* BEGIN *

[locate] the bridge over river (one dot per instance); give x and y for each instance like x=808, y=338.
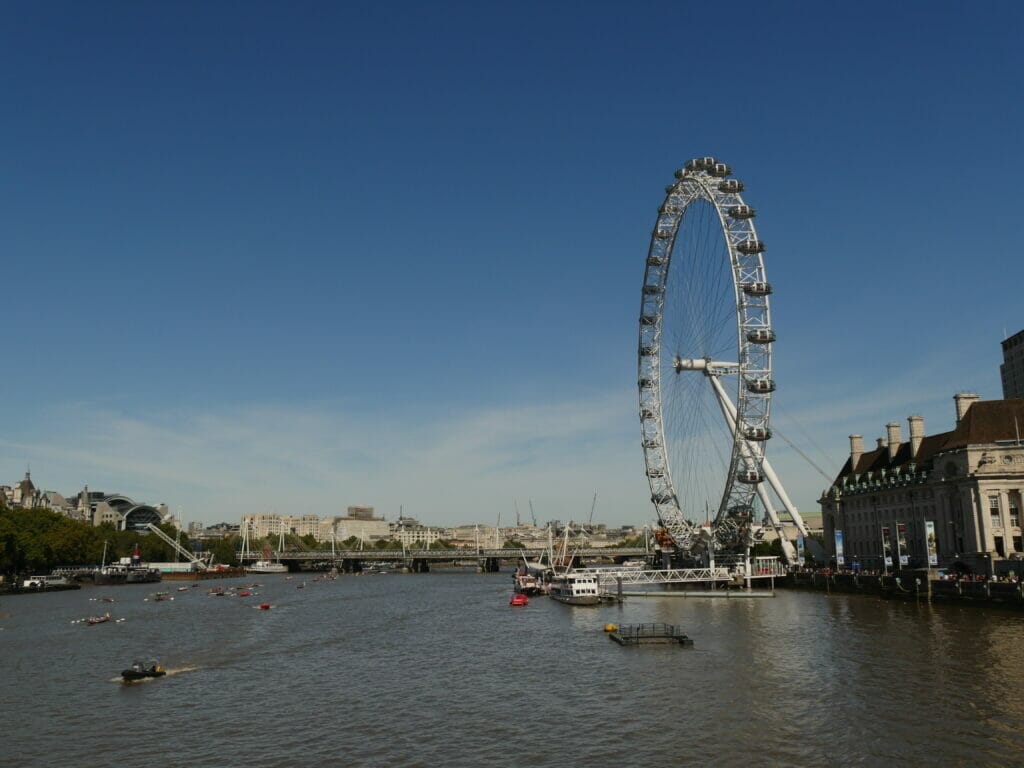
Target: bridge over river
x=420, y=559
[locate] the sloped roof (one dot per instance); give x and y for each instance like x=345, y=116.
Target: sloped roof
x=988, y=421
x=985, y=421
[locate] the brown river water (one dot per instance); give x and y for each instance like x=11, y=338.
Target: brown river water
x=437, y=670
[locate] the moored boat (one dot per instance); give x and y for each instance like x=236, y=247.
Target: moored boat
x=266, y=566
x=526, y=584
x=574, y=589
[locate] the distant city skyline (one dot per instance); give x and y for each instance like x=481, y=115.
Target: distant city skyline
x=292, y=260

* END *

● Your objective
Please rewrite the entries above as a two-column CSV with the headers "instruction" and "coordinates", one row per entry. Put each entry's text in one quoted field and its answer in another, replace line breaks with spaces, and leave out the pictures.

● Exercise output
instruction,coordinates
"[locate] the bridge over river (one dot per instance); give x and y for each instance like x=808, y=338. Target: bridge over river","x=420, y=559"
"[locate] the sloped roof (one dot per instance); give x and y for each instance like x=345, y=116. Target: sloped roof","x=988, y=421 x=985, y=421"
"[locate] the brown river water (one dot per instance); give x and y for each instance like x=11, y=338. Target: brown river water","x=437, y=670"
"[locate] the moored boat (one dot per instance); give x and y for each instance like x=236, y=247. Target: moored boat","x=266, y=566 x=526, y=584 x=574, y=589"
"[locate] the distant city skyline (one dot per instance); give x and y for each instance like x=481, y=115. Target: distant city skyline","x=292, y=260"